Selected extract =
+++
Chanel filed a lawsuit in federal court in the Southern District of Indiana against Deji Nunayon and KMD Holdings for alleged trademark counterfeiting and infringement on Oct. 19. Nunayon and KMD Holdings operate newestbags.net, Newestbags, enticingshop.com and Enticing Shop. According to court documents Chanel asked for permanent and temporary injunctions, damages and trial costs. Defendants could not be reached for comment by press time.

On Oct. 16, Chanel filed a trademark counterfeiting and infringement lawsuit against Minran Pu, who operates under a number of names including 100ibuy.com, 100ibuy, 100ibuy Co. Ltd., USAebuy.com Inc. and USAebuy.com. The complaint was filed in federal court in Kansas. Chanel alleged the defendant sold counterfeit handbags, wallets, eyeglass frames and key chains. The luxury company asked the court for preliminary and permanent injunction, damages and trial costs. The defendant could not be reached for comment.

Estée Lauder Cosmetics and Make-Up Art Cosmetics filed a trademark infringement lawsuit against Sang Chung and Se Chung, who do business as Basic, on Oct. 16 in federal court in Nevada. According to legal documents Lauder and Make-Up Art alleged that the defendants sold products with trademarks that were confusingly similar to MAC and Viva Glam products. The complaint included claims of trademark infringement, false designation of origin, false advertising and deceptive trade practices. Lauder and Make-Up Art asked the court for preliminary and permanent injunctions, damages and trial costs. Defendants could not be reached.

Franck Muller and Yafa Antique and Yafa Jewelry reached a final consent judgment in trademark litigation in Manhattan federal court on Oct. 12. The original lawsuit was filed for alleged trademark infringement, unauthorized importation of goods, unfair competition and violations of the Tariff Act. All the charges came out of Yafa’s sales of watches Muller alleged were too similar to its own designs. The judgment forbids Yafa from infringing on Muller’s trademarks. No damages were awarded and each party agreed to pay its own legal costs.

Kirchner Corp. filed a trademark infringement lawsuit against J.C. Penney Co. Inc. and J.C. Penney Corp. on Oct. 12 in federal court in Minnesota. According to legal documents, Kirchner alleged that Penney’s sold jewelry that infringed on its “mother and child” design. Kirchner previously filed litigation against the retailer in 2003 for infringing the same design, according to the complaint. That case was settled and, according to the documents just filed, J.C. Penney acknowledged Kirchner’s trademark rights. Under the terms of the settlement, according to court documents, Penney’s agreed to paid royalty fees if it used any confusingly similar terms. Kirchner alleged that in 2006 the retailer used “mother & infant” and “mom & child” on jewelry. According to Kirchner, Penney’s elected, after being told they infringed again, not to dispute the infringement claim and to pay a royalty fee. Kirchner alleged it has been unable to collect that fee for 10 months. The lawsuit includes allegations of trademark infringement, unfair competition, trademark dilution, and deceptive trade practices. Kirchner asked the court to order J.C. Penney to comply with the settlement agreement and for an injunction, damages and trial costs. Penney’s declined to comment on pending litigation as a matter of company policy.
+++
Data excerpt =
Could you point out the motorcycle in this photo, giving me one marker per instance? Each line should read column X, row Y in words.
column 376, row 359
+++
Required actions =
#1 In the trademark lawsuit roundup, render the sentence "No damages were awarded and each party agreed to pay its own legal costs." into Spanish.
#2 Carry on writing the trademark lawsuit roundup from the point at which it stops.

The answers =
#1 No se concedieron daños y perjuicios y cada parte acordó pagar sus propias costas legales.

#2
Matthew Potts filed a patent infringement lawsuit against VF Outdoor Inc. on Oct 11. The lawsuit was filed in San Francisco federal court. According to the complaint Potts alleged that VF Outdoor’s Reef brand “stash” model shoes infringed on a patent he holds for a shoe pocket. Potts asked the court for a preliminary and permanent injunction, damages and trial costs. VF Corp. did not return calls seeking comment.

Diane von Furstenberg Studio filed a lawsuit against Haihong Sun and David Sun, who do business as Fashion Inn, in federal court in San Francisco. According to legal documents filed Oct. 5 DVF Studio alleged trademark counterfeiting, trademark and trade name infringement, trademark dilution and related claims. DVF Studio petitioned the court for a permanent injunction, damages of at least $1 million for each counterfeited trademark and trial costs. The defendants could not be reached for comment.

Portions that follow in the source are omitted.